→ **Excerpted passage**

=======

[Editor’s Note: This is part 2 of our series on how postpartum depression and related illnesses can negatively affect your marriage or partnership, with tips on what you can do about it. Check out part 1.]
We know that marital and relationship conflict is a risk factor for developing postpartum depression. We also know that PPD can cause great distress in marriages and relationships. It is a bit of the “what comes first” debate and, on one hand, it doesn’t matter much.
What does matter is that partners find a way to appreciate and support each other during this time so that both of their needs are met. And, so that the baby’s needs are met too.
Research has shown us that while partners who report satisfaction in their marriages are more likely to also report positive attitudes towards their infants and their roles as parents, partners who report dissatisfaction in their marriages are more likely to spend less time bonding and attaching with their babies. This goes especially for dads who, when in conflict with their spouses, are likely to pull away from both mom AND their little one.
So, with all of this said, I offer some suggestions for getting back on track.
Please note that these are only suggestions and that really making some of this stuff happen often requires outside support from a trained therapist. If you are already in therapy for treatment of postpartum depression or anxiety, or antenatal depression or anxiety, and haven’t already, inviting your spouse or partner to a session or two so that he/she can become aware of how to best support you might be a great start.
Never assume that your spouse/partner knows what you need. I know that this can be really frustrating but I swear to you, waiting for him/her to read your mind will keep you waiting forever. This is not fair to either of you.
Become as clear as you can possibly be on what your needs are right now before you attempt to communicate them to someone else. This can be really hard to figure out and so outside help can be really useful.

=======

→ **Source information**
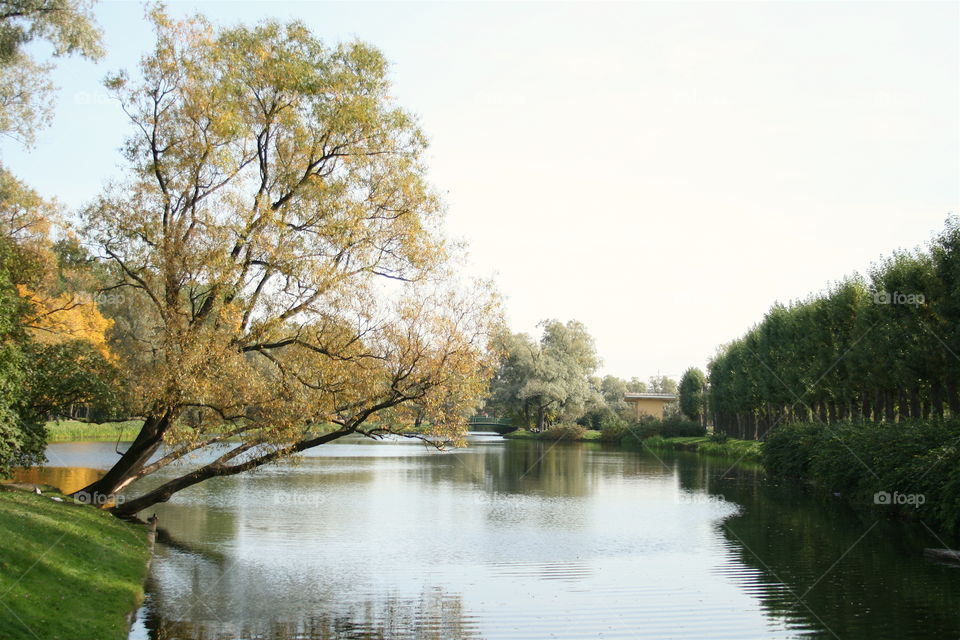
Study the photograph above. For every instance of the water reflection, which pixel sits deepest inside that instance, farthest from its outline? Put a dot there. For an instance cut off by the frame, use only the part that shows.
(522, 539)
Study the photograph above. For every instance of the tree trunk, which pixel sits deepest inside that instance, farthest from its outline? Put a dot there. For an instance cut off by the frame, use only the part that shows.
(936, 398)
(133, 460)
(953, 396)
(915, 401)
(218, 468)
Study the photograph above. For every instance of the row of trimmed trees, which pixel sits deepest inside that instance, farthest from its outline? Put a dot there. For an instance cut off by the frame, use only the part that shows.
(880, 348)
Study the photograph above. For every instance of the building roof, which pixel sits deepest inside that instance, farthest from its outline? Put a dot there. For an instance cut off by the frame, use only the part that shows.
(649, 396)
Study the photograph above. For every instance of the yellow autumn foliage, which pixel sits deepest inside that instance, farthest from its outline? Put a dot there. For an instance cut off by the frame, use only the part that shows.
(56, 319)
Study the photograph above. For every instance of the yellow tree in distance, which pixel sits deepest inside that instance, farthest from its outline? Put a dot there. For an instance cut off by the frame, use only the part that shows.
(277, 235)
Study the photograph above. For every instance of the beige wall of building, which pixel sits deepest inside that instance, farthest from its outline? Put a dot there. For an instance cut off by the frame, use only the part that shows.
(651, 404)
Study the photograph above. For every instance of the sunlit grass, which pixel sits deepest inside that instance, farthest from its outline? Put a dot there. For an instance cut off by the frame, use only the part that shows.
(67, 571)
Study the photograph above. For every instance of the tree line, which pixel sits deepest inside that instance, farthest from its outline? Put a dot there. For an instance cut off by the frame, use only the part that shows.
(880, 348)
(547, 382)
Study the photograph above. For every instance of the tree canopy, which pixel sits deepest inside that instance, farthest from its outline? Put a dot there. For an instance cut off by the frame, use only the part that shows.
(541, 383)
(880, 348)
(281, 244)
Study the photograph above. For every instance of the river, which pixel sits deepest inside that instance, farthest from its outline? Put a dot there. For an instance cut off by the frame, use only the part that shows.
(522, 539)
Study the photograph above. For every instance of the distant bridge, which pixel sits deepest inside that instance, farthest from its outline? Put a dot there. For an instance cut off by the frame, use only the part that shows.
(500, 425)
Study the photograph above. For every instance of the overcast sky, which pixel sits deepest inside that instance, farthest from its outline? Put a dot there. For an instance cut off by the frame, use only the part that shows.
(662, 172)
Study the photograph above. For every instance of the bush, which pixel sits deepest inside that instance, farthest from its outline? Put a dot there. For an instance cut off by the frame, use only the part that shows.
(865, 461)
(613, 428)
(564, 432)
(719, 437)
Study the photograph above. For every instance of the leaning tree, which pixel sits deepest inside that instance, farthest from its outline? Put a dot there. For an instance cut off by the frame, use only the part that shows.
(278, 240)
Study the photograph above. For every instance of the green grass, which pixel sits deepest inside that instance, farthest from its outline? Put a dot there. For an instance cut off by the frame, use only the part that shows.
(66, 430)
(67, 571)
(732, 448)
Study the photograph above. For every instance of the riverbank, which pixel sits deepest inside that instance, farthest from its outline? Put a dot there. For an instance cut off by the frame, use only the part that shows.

=======

→ **Questions to answer**
1) From the passage on postpartum depression and relationships, copy word for word the part starting with "Become as clear" and going on through "be really useful.".
2) Please resume the passage on postpartum depression and relationships, writing on from its last sentence.
The material is not needed for this.

→ **Answers by item number**
1)
Become as clear as you can possibly be on what your needs are right now before you attempt to communicate them to someone else. This can be really hard to figure out and so outside help can be really useful.

2)
Realize that your partner is probably scared and overwhelmed too and that he is also going through a giant transition. Many, many dads whose wives/partners are depressed become depressed as well. It is important that you both receive the support that you need.
Carve out quality time to talk. Yes, I know that this one isn’t easy either, but it is hugely important. If you haven’t already, spend time talking about your hopes, joys, fears, anxieties, and uncertainties about parenting. Highlight the places that you agree and see if you can negotiate where you don’t. And understand as best you can that you will each bring your own experiences into your choices and instincts around parenting. This is often where past and present blend, and your relationship together thus far may be primarily based on what you know about each other as adults.
Find ways, together, to invent yourselves as parenting partners. It is very common for couples to feel as though they have two very different relationships: One when they are parenting their children (with all of the logistics) and one when they are on their own during couple time.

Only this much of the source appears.